▶ _Excerto da página_:
Esta semana de avaliações afeta o seu bem-estar?

O PEÇO A PALAVRA discute o bem-estar dos jovens universitários, explorando os desafios da saúde mental, financeira e social que afetam o equilíbrio entre a vida académica, pessoal e profissional.
PEÇO A PALAVRA de 18 de dezembro de 2024, com Maria Velosa, licenciada em Ciências da Nutrição pela Faculdade de Medicina de Lisboa e antiga Presidente da Direção da ANEN (Associação Nacional de Estudantes de Nutrição) e Mafalda Brazão, estudante de Medicina na Universidade da Madeira e responsável pela Secção de Promoção da Saúde na ACADÉMICA DA MADEIRA.

O PEÇO A PALAVRA de hoje trata de um tema que não pode ser ambíguo, apesar da sua vastidão e complexidade, o bem-estar dos jovens universitários. Para um jovem, o bem-estar pode ser considerado o equilíbrio entre a saúde física, a mental e a emocional, as relações sociais positivas, a satisfação académica ou profissional, e o tempo para lazer e desenvolvimento pessoal.

No painel desta emissão, Gonçalo Nuno Martins, investigador e doutorando em Química na Universidade da Madeira, além de revisor de texto na Imprensa Académica e na Cadmus, e Mafalda Brazão, estudante de Medicina na Universidade da Madeira e responsável pela Secção de Promoção da Saúde na Académica da Madeira. Como convidada teremos Maria Velosa, natural da Madeira, licenciada em Ciências da Nutrição pela Faculdade de Medicina de Lisboa e antiga Presidente da Direção da ANEN, a Associação Nacional de Estudantes de Nutrição. Também convidado do programa, Rui Almeida, natural de Famalicão, é médico especialista de Medicina Geral e Familiar, pós-graduado em Diabetologia e Medicina Desportiva e nove vezes campeão nacional de andebol.

Os desafios do equilíbrio da complexa equação que pode ditar o bem-estar do jovem estudante universitário incluem a pressão académica ou profissional, a falta de apoio à saúde física e mental, as dificuldades financeiras, o uso excessivo de tecnologia, as relações sociais instáveis e a dificuldade em gerir o tempo entre as responsabilidades e o lazer.

▶ _Tarefas a resolver_:
1 – Copie sem alterações o trecho do excerto que vai de "Os desafios do" a "responsabilidades e o lazer.".
2 – Segundo o excerto, que desafios tornam difícil o equilíbrio de que depende o bem-estar do estudante universitário? Responda em uma a três frases.
3 – Reescreva em forma de lista o parágrafo do excerto que começa por "No painel desta emissão", mantendo os factos principais sobre cada participante.

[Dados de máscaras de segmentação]

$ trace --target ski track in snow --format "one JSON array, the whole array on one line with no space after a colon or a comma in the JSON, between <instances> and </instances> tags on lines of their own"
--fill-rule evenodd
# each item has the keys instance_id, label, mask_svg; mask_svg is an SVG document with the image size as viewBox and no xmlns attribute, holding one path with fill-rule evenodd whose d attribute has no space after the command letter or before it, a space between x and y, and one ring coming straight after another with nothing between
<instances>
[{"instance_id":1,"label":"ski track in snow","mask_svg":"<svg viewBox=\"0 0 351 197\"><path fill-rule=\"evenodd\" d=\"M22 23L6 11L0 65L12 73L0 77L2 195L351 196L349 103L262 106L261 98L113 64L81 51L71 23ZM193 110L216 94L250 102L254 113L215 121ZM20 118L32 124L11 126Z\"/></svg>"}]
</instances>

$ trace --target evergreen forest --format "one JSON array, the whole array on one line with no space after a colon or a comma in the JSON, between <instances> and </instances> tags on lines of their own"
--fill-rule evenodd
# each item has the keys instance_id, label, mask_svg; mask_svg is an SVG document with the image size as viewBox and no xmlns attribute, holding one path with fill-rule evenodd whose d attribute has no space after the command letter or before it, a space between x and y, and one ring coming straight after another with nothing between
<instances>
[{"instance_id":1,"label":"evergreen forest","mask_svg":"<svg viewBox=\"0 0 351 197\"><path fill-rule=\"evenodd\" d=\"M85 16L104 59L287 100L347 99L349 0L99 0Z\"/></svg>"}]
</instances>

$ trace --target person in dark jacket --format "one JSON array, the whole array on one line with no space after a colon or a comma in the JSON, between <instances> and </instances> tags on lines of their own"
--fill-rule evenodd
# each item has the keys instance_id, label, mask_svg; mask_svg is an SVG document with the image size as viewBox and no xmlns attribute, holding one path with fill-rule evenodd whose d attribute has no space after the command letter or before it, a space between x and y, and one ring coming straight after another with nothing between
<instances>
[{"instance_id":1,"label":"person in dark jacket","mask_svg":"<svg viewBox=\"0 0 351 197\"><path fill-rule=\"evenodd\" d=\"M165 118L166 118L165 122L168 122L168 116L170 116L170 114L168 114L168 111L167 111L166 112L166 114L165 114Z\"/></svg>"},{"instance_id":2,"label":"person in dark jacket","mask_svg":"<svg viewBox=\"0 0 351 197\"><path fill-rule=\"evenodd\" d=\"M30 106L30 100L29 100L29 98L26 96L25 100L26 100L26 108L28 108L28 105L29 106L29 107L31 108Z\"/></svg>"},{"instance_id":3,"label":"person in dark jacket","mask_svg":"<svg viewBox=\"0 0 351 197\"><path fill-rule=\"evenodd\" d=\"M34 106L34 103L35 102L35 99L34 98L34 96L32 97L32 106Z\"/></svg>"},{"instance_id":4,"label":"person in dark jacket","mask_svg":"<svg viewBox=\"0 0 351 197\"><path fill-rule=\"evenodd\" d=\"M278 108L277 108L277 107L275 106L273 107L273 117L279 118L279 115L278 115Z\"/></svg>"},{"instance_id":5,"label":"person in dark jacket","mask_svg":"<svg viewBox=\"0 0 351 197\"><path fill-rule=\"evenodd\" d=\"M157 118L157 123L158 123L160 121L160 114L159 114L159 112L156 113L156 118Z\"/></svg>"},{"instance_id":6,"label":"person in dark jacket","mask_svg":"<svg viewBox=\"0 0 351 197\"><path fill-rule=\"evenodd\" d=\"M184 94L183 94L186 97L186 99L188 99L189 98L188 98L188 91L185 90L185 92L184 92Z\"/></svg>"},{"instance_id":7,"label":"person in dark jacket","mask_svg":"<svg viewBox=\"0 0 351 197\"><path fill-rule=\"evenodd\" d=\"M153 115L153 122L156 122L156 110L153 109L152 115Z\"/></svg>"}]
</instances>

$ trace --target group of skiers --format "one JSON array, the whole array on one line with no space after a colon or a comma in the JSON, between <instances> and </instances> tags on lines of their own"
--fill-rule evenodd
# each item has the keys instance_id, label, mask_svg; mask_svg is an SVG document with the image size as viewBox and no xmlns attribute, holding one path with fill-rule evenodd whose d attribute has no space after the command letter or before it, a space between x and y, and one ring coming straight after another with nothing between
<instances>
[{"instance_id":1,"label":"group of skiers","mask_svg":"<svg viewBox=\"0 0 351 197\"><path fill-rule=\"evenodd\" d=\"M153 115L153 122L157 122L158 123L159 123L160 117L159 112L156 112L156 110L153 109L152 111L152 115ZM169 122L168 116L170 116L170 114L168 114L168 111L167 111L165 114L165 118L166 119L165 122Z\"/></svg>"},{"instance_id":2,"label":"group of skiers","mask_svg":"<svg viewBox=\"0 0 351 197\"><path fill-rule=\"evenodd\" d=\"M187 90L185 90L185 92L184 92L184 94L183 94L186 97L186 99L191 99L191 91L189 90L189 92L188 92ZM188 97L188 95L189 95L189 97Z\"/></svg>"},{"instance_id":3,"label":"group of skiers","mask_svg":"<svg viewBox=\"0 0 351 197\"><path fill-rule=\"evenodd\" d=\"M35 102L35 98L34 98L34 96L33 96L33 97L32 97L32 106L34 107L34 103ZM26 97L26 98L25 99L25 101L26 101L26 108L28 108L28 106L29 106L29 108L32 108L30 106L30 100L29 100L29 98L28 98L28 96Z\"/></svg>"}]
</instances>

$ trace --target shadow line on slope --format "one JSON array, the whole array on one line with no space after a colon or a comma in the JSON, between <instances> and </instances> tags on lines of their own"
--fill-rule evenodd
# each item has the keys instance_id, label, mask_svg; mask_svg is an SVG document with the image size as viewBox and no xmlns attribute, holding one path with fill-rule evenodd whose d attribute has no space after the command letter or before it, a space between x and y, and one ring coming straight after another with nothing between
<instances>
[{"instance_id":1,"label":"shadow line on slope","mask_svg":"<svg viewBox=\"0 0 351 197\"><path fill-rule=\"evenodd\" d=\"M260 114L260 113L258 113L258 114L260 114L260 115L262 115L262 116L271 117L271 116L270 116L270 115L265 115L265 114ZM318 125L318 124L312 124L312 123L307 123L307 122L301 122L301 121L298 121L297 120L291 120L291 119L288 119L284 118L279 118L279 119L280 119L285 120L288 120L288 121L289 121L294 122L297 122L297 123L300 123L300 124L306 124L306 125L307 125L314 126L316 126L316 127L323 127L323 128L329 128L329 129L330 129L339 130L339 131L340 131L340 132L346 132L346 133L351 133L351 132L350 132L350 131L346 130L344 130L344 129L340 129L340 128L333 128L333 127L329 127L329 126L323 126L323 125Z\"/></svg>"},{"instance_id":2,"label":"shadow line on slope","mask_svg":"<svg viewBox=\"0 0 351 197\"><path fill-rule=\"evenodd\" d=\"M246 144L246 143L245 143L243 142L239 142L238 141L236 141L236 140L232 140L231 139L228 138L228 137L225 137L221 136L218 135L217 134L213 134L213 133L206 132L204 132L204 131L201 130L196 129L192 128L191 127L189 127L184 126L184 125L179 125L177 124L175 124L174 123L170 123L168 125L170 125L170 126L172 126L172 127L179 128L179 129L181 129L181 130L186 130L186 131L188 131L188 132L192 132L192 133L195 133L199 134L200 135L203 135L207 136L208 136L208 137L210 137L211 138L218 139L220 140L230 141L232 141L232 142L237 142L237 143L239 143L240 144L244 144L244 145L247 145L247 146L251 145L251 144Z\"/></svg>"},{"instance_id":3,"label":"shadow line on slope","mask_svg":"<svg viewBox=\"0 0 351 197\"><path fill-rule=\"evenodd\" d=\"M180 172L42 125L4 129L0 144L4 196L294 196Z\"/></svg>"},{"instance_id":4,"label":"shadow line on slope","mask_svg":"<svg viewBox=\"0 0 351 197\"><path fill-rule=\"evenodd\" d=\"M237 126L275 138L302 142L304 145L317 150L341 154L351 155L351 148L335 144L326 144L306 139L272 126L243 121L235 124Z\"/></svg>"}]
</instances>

▶ _Respostas por tarefa_:
1 –
Os desafios do equilíbrio da complexa equação que pode ditar o bem-estar do jovem estudante universitário incluem a pressão académica ou profissional, a falta de apoio à saúde física e mental, as dificuldades financeiras, o uso excessivo de tecnologia, as relações sociais instáveis e a dificuldade em gerir o tempo entre as responsabilidades e o lazer.

2 – O excerto aponta a pressão académica ou profissional e a falta de apoio à saúde física e mental. Indica também as dificuldades financeiras, o uso excessivo de tecnologia, as relações sociais instáveis e a dificuldade em gerir o tempo entre as responsabilidades e o lazer.

3 –
- Gonçalo Nuno Martins (painel): investigador e doutorando em Química na Universidade da Madeira, revisor de texto na Imprensa Académica e na Cadmus.
- Mafalda Brazão (painel): estudante de Medicina na Universidade da Madeira, responsável pela Secção de Promoção da Saúde na Académica da Madeira.
- Maria Velosa (convidada): natural da Madeira, licenciada em Ciências da Nutrição pela Faculdade de Medicina de Lisboa, antiga Presidente da Direção da ANEN (Associação Nacional de Estudantes de Nutrição).
- Rui Almeida (convidado): natural de Famalicão, médico especialista de Medicina Geral e Familiar, pós-graduado em Diabetologia e Medicina Desportiva, nove vezes campeão nacional de andebol.